* Start SUPPLIED MATERIAL *

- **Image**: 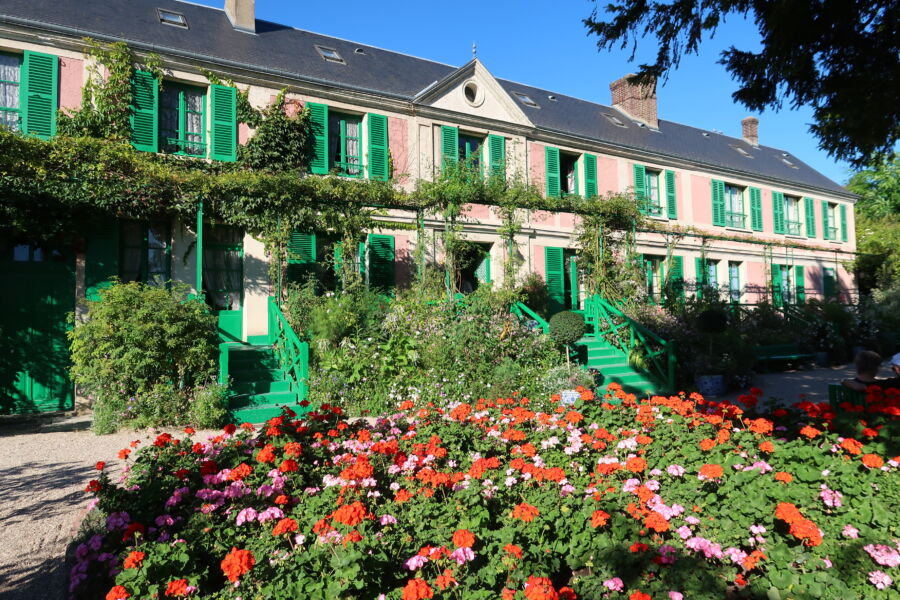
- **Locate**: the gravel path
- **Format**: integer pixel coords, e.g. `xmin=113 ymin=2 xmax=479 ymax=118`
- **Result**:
xmin=0 ymin=416 xmax=214 ymax=600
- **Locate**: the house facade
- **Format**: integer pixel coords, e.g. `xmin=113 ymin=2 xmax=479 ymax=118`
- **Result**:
xmin=0 ymin=0 xmax=856 ymax=412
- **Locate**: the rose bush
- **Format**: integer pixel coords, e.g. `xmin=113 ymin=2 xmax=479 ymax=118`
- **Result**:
xmin=77 ymin=387 xmax=900 ymax=600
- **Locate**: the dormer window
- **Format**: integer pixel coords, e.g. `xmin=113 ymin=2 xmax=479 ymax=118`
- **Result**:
xmin=513 ymin=92 xmax=541 ymax=108
xmin=156 ymin=8 xmax=188 ymax=29
xmin=316 ymin=44 xmax=347 ymax=65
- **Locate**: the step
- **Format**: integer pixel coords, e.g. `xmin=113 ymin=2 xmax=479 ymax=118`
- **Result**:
xmin=228 ymin=368 xmax=285 ymax=383
xmin=228 ymin=391 xmax=297 ymax=408
xmin=230 ymin=402 xmax=312 ymax=424
xmin=230 ymin=379 xmax=291 ymax=394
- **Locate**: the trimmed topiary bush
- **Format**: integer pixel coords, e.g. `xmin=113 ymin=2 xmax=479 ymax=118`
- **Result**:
xmin=550 ymin=310 xmax=584 ymax=346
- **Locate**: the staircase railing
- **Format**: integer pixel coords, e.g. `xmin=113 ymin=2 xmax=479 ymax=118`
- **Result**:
xmin=584 ymin=295 xmax=676 ymax=392
xmin=509 ymin=302 xmax=550 ymax=333
xmin=269 ymin=296 xmax=309 ymax=400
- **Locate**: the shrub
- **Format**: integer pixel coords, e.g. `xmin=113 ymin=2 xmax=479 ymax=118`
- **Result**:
xmin=79 ymin=386 xmax=900 ymax=600
xmin=550 ymin=310 xmax=584 ymax=346
xmin=69 ymin=283 xmax=217 ymax=433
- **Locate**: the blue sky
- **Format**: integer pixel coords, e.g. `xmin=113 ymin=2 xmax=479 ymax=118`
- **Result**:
xmin=188 ymin=0 xmax=850 ymax=183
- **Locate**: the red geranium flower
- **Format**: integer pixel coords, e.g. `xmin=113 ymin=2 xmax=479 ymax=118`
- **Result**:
xmin=221 ymin=546 xmax=256 ymax=583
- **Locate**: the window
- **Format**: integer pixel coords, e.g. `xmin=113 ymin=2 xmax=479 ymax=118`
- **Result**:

* End SUPPLIED MATERIAL *

WHAT THE TASK REQUIRES:
Number every line of the items above in order, skipping any blank lines and leaving out the pictures.

TASK OUTPUT:
1. - **Image**: 
2. - **Locate**: the gravel path
3. - **Format**: integer pixel coords, e.g. `xmin=113 ymin=2 xmax=479 ymax=118`
4. - **Result**:
5. xmin=0 ymin=416 xmax=214 ymax=600
6. - **Locate**: the house facade
7. - **Format**: integer pixel coords, e.g. `xmin=113 ymin=2 xmax=479 ymax=118`
8. - **Result**:
9. xmin=0 ymin=0 xmax=856 ymax=412
10. - **Locate**: the rose bush
11. - **Format**: integer pixel coords, e.g. `xmin=113 ymin=2 xmax=479 ymax=118`
12. - **Result**:
13. xmin=77 ymin=387 xmax=900 ymax=600
14. - **Locate**: the dormer window
15. - **Format**: integer pixel coords, e.g. `xmin=113 ymin=2 xmax=479 ymax=118`
16. - **Result**:
17. xmin=513 ymin=92 xmax=541 ymax=108
18. xmin=156 ymin=8 xmax=188 ymax=29
19. xmin=316 ymin=44 xmax=347 ymax=65
20. - **Locate**: the step
21. - **Format**: integer pixel coords, e.g. `xmin=113 ymin=2 xmax=479 ymax=118`
22. - **Result**:
23. xmin=228 ymin=368 xmax=285 ymax=383
24. xmin=228 ymin=391 xmax=297 ymax=408
25. xmin=230 ymin=402 xmax=312 ymax=424
26. xmin=230 ymin=379 xmax=291 ymax=394
27. - **Locate**: the trimmed topiary bush
28. - **Format**: integer pixel coords, e.g. `xmin=113 ymin=2 xmax=479 ymax=118`
29. - **Result**:
30. xmin=550 ymin=310 xmax=584 ymax=346
31. - **Locate**: the staircase railing
32. - **Format**: integer pixel coords, e.g. `xmin=113 ymin=2 xmax=479 ymax=118`
33. - **Result**:
34. xmin=584 ymin=295 xmax=676 ymax=392
35. xmin=509 ymin=302 xmax=550 ymax=333
36. xmin=269 ymin=296 xmax=309 ymax=400
37. - **Locate**: the shrub
38. - **Format**: integer pixel coords, e.g. `xmin=113 ymin=2 xmax=479 ymax=118`
39. - **Result**:
40. xmin=79 ymin=386 xmax=900 ymax=600
41. xmin=550 ymin=310 xmax=584 ymax=346
42. xmin=69 ymin=283 xmax=217 ymax=433
43. - **Locate**: the blue sky
44. - **Format**: integer pixel coords, e.g. `xmin=113 ymin=2 xmax=479 ymax=118`
45. - **Result**:
46. xmin=188 ymin=0 xmax=850 ymax=183
47. - **Locate**: the red geranium flower
48. - **Format**: integer pixel coords, e.g. `xmin=113 ymin=2 xmax=479 ymax=118`
49. - **Result**:
50. xmin=221 ymin=546 xmax=256 ymax=583
51. - **Locate**: the window
52. - **Format**: integer pixel coords, e.g. `xmin=113 ymin=2 xmax=479 ymax=118`
53. - **Result**:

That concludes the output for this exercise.